PROBLEM TO WORK ON - Copy out every row below word for word, leaving out the pictures.

————

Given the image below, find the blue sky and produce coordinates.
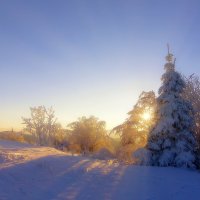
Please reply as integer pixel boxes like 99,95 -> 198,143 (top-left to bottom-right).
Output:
0,0 -> 200,129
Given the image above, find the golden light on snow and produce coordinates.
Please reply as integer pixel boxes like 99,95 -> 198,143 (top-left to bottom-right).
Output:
142,111 -> 151,121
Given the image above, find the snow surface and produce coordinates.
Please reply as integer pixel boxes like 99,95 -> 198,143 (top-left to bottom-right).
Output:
0,141 -> 200,200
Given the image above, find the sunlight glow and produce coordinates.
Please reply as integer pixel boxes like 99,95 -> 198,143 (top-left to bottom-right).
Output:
142,111 -> 151,121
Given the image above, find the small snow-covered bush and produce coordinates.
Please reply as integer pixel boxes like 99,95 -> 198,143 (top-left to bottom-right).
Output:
92,148 -> 115,160
132,148 -> 151,165
117,144 -> 135,164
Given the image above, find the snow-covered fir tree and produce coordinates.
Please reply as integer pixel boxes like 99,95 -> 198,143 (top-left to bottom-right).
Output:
147,47 -> 196,168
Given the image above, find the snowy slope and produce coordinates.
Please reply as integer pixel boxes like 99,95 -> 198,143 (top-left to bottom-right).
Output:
0,141 -> 200,200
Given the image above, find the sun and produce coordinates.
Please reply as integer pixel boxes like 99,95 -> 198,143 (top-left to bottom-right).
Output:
142,111 -> 151,121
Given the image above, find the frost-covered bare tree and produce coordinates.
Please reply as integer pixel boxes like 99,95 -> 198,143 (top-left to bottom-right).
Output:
22,106 -> 61,145
68,116 -> 109,154
183,74 -> 200,149
112,91 -> 156,162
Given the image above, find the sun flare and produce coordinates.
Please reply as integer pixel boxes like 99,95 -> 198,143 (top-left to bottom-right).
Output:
142,112 -> 151,121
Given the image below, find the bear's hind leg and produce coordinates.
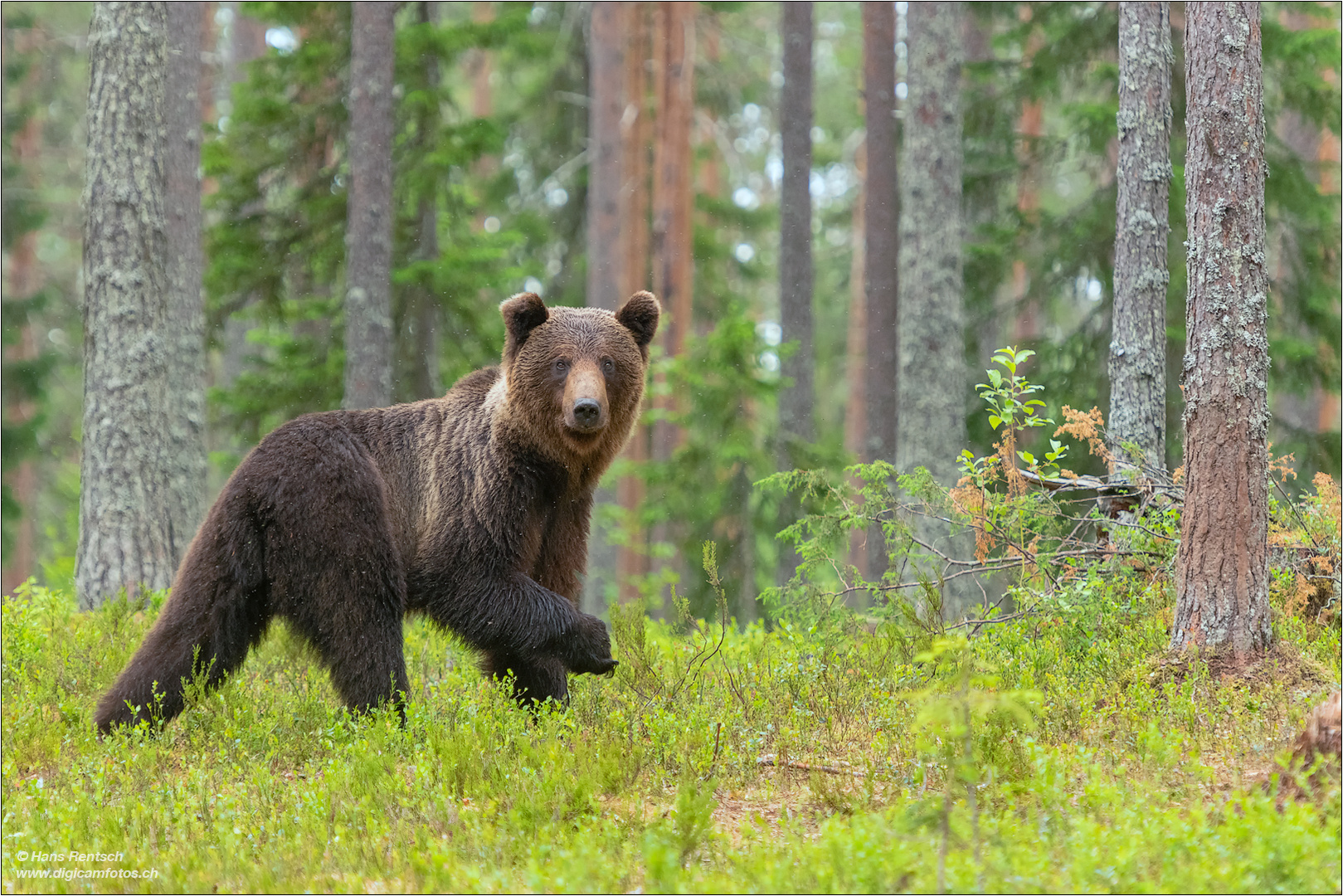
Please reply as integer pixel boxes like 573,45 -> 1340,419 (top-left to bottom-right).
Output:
481,650 -> 569,709
312,614 -> 410,724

————

RESPONSE -
Given the image below, find the blue sky and produce coordinates.
Please reply as integer pixel boxes like 99,95 -> 198,143 (top-left to bottom-right).
Output:
0,0 -> 200,129
Given the image above, find the golden light on snow and produce coordinates.
Please reply as integer pixel boxes like 99,95 -> 198,143 (top-left to bottom-right).
Output:
142,111 -> 151,121
Given the image above, find the snow surface and produce coordinates.
Please reply as integer pixel boxes like 99,95 -> 198,143 (top-left to bottom-right).
Output:
0,141 -> 200,200
Given the image above, find the sunlight glow and produce coordinates.
Please reply as integer pixel boxes like 99,95 -> 198,143 (top-left to bottom-right).
Output:
142,111 -> 151,121
Given the image above, find the small snow-covered bush and produce coordinates.
Please reply as integer pixel boxes like 99,95 -> 198,143 (top-left to bottom-right).
Output:
92,148 -> 115,160
132,148 -> 151,165
117,144 -> 135,164
Given the image above, find the snow-covered fir tree and produce coordinates.
Please reply as integer pixel boxes like 99,95 -> 198,143 (top-left to bottom-right).
Output:
147,47 -> 196,168
Given the image above, find the snowy slope and produce coordinates.
Please reply as integer pixel boxes like 99,95 -> 198,143 (top-left to bottom-right).
Output:
0,141 -> 200,200
Given the image above, find the sun and produce coordinates.
Please reply as integer pixel boxes like 99,95 -> 198,143 (top-left to bottom-right).
Output:
142,111 -> 151,121
Given the image above, find the frost-covered bare tree and produce coordinates.
Please reply as integer pixel boxes like 99,95 -> 198,143 (top-left to bottom-right).
Output:
22,106 -> 61,145
68,116 -> 109,154
183,74 -> 200,149
112,91 -> 156,162
Given the image above, find the sun flare and produce coordinates.
Please reply as integer pixel boxes like 99,95 -> 198,143 (top-left to bottom-right).
Output:
142,112 -> 151,121
Given the image below, find the bear's hind leg and produce coordinates.
Please reply as integer pixel boxes like 573,45 -> 1340,419 (top-left to bottom-right).
Output:
481,650 -> 569,709
312,614 -> 410,724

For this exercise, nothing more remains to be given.